### WHAT TO PRODUCE
Rewrite the lines of the following items as a numbered list, leaving out any blank lines.
----
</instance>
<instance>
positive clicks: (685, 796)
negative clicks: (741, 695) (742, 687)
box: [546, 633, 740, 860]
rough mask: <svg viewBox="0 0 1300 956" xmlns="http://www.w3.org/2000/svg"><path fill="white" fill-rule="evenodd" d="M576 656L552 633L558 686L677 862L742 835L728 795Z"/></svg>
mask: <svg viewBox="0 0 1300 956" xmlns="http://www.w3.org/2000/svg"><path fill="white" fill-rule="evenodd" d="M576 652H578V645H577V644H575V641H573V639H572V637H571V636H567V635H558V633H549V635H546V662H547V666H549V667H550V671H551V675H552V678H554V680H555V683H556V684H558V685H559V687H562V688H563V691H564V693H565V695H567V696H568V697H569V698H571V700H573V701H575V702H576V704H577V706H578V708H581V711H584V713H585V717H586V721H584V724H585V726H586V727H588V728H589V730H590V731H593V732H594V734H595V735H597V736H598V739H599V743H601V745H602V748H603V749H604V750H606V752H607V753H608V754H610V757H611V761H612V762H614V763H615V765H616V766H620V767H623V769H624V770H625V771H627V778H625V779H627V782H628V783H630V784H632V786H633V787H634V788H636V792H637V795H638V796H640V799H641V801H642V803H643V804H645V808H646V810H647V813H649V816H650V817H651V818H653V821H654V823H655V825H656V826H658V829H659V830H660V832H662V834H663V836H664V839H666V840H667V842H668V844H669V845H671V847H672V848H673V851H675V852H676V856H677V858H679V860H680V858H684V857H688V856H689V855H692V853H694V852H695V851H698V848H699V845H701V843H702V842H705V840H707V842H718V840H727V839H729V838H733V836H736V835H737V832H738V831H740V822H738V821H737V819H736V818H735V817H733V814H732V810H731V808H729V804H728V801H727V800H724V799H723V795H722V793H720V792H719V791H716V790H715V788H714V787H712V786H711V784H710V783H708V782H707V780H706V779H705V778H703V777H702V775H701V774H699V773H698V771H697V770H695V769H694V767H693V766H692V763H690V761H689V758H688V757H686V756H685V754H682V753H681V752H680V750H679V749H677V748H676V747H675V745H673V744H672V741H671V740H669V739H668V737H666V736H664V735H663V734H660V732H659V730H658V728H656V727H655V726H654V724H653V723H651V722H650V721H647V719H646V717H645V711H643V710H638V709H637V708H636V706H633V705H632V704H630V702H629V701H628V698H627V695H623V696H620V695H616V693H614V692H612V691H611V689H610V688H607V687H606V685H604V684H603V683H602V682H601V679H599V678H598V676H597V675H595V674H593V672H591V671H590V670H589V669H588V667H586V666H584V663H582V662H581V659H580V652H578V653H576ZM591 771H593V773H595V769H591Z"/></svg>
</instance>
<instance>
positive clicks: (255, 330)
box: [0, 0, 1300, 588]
----
### TASK RESULT
1. </instance>
2. <instance>
3. positive clicks: (685, 796)
4. negative clicks: (741, 695) (742, 687)
5. box: [546, 633, 740, 860]
6. rough mask: <svg viewBox="0 0 1300 956" xmlns="http://www.w3.org/2000/svg"><path fill="white" fill-rule="evenodd" d="M576 656L552 633L558 686L677 862L742 835L728 795Z"/></svg>
7. mask: <svg viewBox="0 0 1300 956" xmlns="http://www.w3.org/2000/svg"><path fill="white" fill-rule="evenodd" d="M576 652H578V645H577V644H575V641H573V639H572V637H571V636H567V635H558V633H549V635H546V662H547V666H549V667H550V671H551V675H552V678H554V680H555V683H556V684H558V685H559V687H562V688H563V691H564V693H565V695H567V696H568V697H569V698H571V700H573V701H575V702H576V704H577V706H578V708H581V711H584V713H585V717H586V721H584V724H585V726H586V727H588V728H589V730H590V731H593V732H594V734H595V735H597V736H598V739H599V743H601V745H602V748H603V749H604V750H606V752H607V753H608V754H610V757H611V761H612V762H614V763H615V765H616V766H620V767H623V769H624V770H625V771H627V778H625V779H627V782H628V783H630V784H632V786H633V787H634V788H636V792H637V795H638V796H640V799H641V801H642V803H643V804H645V808H646V810H647V813H649V816H650V817H651V818H653V821H654V823H655V825H656V826H658V829H659V830H660V832H662V834H663V836H664V839H666V840H667V842H668V844H669V845H671V847H672V848H673V851H675V852H676V856H677V858H679V860H680V858H684V857H688V856H689V855H692V853H694V852H695V851H698V848H699V845H701V843H702V842H705V840H707V842H718V840H727V839H729V838H733V836H736V835H737V832H738V831H740V822H738V821H737V819H736V818H735V817H733V814H732V810H731V808H729V804H728V801H727V800H724V799H723V795H722V793H720V792H719V791H716V790H715V788H714V787H712V786H711V784H710V783H708V782H707V780H706V779H705V778H703V777H702V775H701V774H699V773H698V771H697V770H695V769H694V767H693V766H692V763H690V761H689V758H688V757H686V756H685V754H682V753H681V752H680V750H679V749H677V748H676V747H675V745H673V744H672V741H671V740H669V739H668V737H666V736H664V735H663V734H660V732H659V730H658V728H656V727H655V726H654V724H653V723H651V722H650V721H647V719H646V717H645V711H643V710H638V709H637V708H636V706H633V705H632V704H630V702H629V701H628V698H627V695H623V696H620V695H616V693H614V692H612V691H611V689H610V688H607V687H606V685H604V684H603V683H602V682H601V679H599V678H598V676H597V675H595V674H593V672H591V671H590V670H589V669H588V667H586V666H584V663H582V662H581V659H580V652H578V653H576ZM591 771H593V773H595V769H591Z"/></svg>
8. </instance>
9. <instance>
10. positive clicks: (255, 330)
11. box: [0, 0, 1300, 588]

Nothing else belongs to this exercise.